■ EXERCISE INSTRUCTIONS: Reproduce the material below verbatim, line by line, without changing any word, number, or punctuation mark.

■ RECORDED DATA:

+++

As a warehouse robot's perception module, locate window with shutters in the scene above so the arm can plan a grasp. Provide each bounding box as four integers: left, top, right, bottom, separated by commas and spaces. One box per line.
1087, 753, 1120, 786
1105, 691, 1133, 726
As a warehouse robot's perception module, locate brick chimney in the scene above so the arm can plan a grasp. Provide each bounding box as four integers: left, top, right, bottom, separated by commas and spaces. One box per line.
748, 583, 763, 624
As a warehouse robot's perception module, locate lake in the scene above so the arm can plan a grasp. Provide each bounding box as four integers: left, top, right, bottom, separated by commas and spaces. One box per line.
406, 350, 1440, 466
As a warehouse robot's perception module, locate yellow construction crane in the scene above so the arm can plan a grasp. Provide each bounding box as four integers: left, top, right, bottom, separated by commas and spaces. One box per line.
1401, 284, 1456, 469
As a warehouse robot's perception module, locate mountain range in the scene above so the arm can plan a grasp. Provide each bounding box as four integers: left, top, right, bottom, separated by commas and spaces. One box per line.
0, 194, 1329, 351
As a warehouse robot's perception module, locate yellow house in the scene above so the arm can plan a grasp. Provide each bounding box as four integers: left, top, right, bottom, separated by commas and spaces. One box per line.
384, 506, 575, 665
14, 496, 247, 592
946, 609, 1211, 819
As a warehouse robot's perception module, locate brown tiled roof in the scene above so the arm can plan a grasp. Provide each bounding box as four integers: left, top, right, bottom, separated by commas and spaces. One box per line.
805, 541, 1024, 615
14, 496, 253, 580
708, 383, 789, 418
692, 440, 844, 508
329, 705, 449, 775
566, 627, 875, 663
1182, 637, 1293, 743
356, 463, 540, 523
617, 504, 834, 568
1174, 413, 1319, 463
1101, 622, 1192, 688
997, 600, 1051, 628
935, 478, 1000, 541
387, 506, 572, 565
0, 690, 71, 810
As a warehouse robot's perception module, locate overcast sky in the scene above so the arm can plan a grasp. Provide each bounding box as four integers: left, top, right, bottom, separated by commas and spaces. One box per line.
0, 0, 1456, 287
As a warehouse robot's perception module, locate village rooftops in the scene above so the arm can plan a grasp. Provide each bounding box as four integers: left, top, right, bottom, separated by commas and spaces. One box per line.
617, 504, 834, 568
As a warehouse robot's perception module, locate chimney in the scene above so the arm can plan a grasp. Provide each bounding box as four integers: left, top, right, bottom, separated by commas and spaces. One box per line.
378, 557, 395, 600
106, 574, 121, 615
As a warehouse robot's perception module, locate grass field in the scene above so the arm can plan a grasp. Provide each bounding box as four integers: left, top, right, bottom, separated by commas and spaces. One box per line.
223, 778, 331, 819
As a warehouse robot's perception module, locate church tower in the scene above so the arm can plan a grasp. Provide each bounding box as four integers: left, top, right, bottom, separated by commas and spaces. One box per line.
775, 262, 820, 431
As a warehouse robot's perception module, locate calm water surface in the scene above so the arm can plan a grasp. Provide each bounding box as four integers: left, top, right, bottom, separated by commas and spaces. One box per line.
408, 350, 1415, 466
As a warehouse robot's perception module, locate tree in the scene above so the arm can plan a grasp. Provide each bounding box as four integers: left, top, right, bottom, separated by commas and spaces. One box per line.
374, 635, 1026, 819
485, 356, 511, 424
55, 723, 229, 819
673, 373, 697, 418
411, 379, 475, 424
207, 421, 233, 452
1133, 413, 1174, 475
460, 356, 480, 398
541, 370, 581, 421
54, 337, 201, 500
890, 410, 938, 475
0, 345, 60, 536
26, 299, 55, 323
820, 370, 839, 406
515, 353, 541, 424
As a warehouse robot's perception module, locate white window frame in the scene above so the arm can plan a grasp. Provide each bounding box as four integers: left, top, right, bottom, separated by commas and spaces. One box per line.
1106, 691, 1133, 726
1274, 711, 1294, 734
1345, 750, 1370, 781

+++

■ TASK SOLUTION:
As a warehouse robot's perception module, locate window with shutters in the scene above so the arm can plan a grasp. Provide each bounding box as four integers: left, top, right, bottom, separated by commas and spaces. One box per line.
1087, 753, 1120, 786
1105, 691, 1133, 726
As a warehouse robot's perception module, locate brick chimney in the scene above so the arm can plan a grasp. Provide each bounding box as four integers: left, top, right, bottom, separated by commas and spaces. One box per line.
748, 583, 763, 624
As a warehouse robot's perception module, locate lake in the scene above so the arm can plan a grasp. Provide each bounding box as four integers: left, top, right, bottom, separated by commas and spaces. One box per line.
406, 350, 1440, 466
As a warehouse robot's perception module, locate yellow construction crane in the scene above so the arm can plan a grasp. Provide each bounding box as four integers: left, top, right, bottom, separated by commas and spaces. One box per line.
1401, 284, 1456, 469
As a warehouse robot's perception module, locate mountain range in the scene above so the arm can plan a grasp. Provide each bounding box as four integers: left, top, right, bottom, separated by commas and spaces. One box per line.
0, 194, 1329, 351
As a warehouse robot's perception module, locate yellow house in the scene above so the arm can plan a grasp. Provide each bounding box as four integers: left, top, right, bottom, separated by commas and spaces. One box per line.
384, 506, 575, 665
14, 496, 247, 592
946, 609, 1211, 819
As a warehouse robot's perception module, locate brown tiled roof in the scene above so the arm can plan a grasp. Provide each bounding box as four integers: left, top, right, bottom, separated by commas and spaces. One box per line.
805, 541, 1024, 615
14, 496, 253, 580
708, 383, 789, 418
692, 440, 844, 508
329, 705, 449, 775
566, 627, 875, 663
1182, 637, 1293, 743
356, 463, 540, 523
617, 504, 834, 568
1174, 413, 1319, 463
1101, 622, 1192, 688
997, 600, 1051, 628
935, 478, 1000, 541
387, 506, 572, 565
0, 690, 71, 810
As a warehouse robot's perception module, locate overcast sky in the scene above so the arm can plan a grasp. Provide each bounding box as four integers: left, top, right, bottom, separated by commas and spaces. One box per line.
0, 0, 1456, 287
As a warehouse robot's perception module, locate village rooftops in the scene above so the arm can plan a grasp. Provide each bounding box as four integers: left, top, right, bottom, separated by commas and spaces. One box per line.
617, 504, 834, 568
As a warehouse robot's perception module, locate chimney in the scene above so the arm can plan a grasp. Provide each bounding box as four integers: left, top, right, bottom, separated by commas and spaces. One box per line.
378, 557, 395, 600
106, 574, 121, 615
As a warehouse robot's perception module, locate grass field in the scene above so the arm can plan a grasp. Provide each bounding box as four integers: left, top, right, bottom, separated by commas and spaces. One box per line.
223, 778, 331, 819
As a warehouse robot's perception module, locate church tower in the scene above so the arm can plan a grasp. Provide each bounding box as four integers: left, top, right, bottom, separated by commas and spaces. One box per line.
775, 262, 820, 431
As a warehouse robot's perception module, locate calm water surface in the scene above so the arm can plan a grasp. Provide each bounding box as four integers: left, top, right, bottom, separated by commas and spaces. One box per line.
408, 350, 1415, 466
As a warehouse robot's perception module, locate tree in the scene above so the arm can plan a grasp. Provide each bounding box as four integers: left, top, right, bottom, separated by commas and spaces. One box per line.
374, 635, 1026, 819
485, 356, 511, 424
55, 723, 229, 819
673, 373, 697, 418
411, 379, 475, 424
207, 421, 233, 452
1133, 413, 1174, 475
460, 356, 480, 398
541, 370, 581, 421
54, 337, 201, 500
890, 410, 938, 475
0, 345, 60, 536
26, 299, 55, 323
820, 370, 839, 406
515, 353, 541, 424
As a warehouse robot's perception module, locate white window frame in the scene above so the arm can plan a grasp. Provide each bounding box as four integers: left, top, right, bottom, separated by commas and spaces. One box per line.
1106, 691, 1133, 726
1274, 711, 1294, 734
1345, 750, 1370, 781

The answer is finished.